**WHAT IS NEEDED:** Take each line below that has "jamb" and copy it.

==== GIVEN RECORDS

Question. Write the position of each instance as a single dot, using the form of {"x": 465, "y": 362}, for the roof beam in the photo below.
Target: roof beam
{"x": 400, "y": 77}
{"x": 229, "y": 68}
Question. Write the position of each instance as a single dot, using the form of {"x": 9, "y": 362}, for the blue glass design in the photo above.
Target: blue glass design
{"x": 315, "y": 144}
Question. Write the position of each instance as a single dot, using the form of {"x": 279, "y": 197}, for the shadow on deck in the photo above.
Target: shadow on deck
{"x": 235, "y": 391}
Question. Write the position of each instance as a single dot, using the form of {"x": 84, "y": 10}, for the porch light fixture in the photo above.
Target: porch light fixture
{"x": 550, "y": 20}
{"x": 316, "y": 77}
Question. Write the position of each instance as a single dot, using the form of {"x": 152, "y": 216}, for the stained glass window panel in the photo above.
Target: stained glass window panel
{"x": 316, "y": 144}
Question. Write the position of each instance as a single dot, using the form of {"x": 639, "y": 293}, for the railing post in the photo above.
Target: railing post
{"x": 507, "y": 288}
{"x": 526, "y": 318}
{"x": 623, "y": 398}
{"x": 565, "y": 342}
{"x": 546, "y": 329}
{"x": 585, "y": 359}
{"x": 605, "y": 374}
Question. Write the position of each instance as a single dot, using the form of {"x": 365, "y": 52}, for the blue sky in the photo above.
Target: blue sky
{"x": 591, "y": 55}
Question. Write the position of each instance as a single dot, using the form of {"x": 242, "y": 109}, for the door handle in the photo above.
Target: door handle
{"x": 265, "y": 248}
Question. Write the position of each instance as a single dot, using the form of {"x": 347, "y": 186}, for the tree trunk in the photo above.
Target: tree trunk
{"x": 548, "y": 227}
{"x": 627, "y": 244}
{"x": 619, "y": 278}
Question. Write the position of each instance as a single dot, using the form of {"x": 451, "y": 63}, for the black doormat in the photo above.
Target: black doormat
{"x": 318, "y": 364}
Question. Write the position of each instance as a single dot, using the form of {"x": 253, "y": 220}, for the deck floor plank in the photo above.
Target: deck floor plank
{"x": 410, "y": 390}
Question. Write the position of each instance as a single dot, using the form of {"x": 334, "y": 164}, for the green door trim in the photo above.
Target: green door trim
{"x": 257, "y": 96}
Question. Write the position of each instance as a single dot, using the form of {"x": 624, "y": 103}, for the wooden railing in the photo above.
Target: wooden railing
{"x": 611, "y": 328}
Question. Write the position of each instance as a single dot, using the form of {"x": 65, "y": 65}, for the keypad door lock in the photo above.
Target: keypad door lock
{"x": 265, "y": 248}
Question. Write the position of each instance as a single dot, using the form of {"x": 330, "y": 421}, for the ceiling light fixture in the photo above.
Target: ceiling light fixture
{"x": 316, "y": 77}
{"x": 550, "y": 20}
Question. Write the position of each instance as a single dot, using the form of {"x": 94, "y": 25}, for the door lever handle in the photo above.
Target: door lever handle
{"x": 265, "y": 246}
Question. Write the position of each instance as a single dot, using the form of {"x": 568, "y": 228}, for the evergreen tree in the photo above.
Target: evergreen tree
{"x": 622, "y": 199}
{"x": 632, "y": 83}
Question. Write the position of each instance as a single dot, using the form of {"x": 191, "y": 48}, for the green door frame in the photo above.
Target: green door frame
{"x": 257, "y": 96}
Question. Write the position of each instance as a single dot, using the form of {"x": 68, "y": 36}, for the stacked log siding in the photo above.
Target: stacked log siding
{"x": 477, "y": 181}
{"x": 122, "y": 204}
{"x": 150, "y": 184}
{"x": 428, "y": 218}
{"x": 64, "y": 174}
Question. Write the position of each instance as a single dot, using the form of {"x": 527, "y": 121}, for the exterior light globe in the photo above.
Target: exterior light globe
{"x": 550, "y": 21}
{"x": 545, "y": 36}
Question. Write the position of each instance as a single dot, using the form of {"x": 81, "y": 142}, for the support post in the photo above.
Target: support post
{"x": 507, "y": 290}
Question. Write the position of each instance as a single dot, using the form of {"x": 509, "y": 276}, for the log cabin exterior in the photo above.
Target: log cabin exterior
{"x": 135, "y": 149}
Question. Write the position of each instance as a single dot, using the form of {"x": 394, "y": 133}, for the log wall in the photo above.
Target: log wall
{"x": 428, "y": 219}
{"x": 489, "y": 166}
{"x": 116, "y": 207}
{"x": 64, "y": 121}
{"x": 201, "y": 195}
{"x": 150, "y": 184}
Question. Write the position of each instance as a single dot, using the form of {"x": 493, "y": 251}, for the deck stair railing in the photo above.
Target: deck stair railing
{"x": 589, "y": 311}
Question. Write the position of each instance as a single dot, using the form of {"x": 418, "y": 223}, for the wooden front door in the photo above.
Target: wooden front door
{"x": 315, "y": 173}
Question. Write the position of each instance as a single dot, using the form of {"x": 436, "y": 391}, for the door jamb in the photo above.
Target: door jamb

========

**RESULT:**
Question. Write the position of each instance as a single dot, using the form of {"x": 436, "y": 391}, for the door jamb in the photo above.
Target: door jamb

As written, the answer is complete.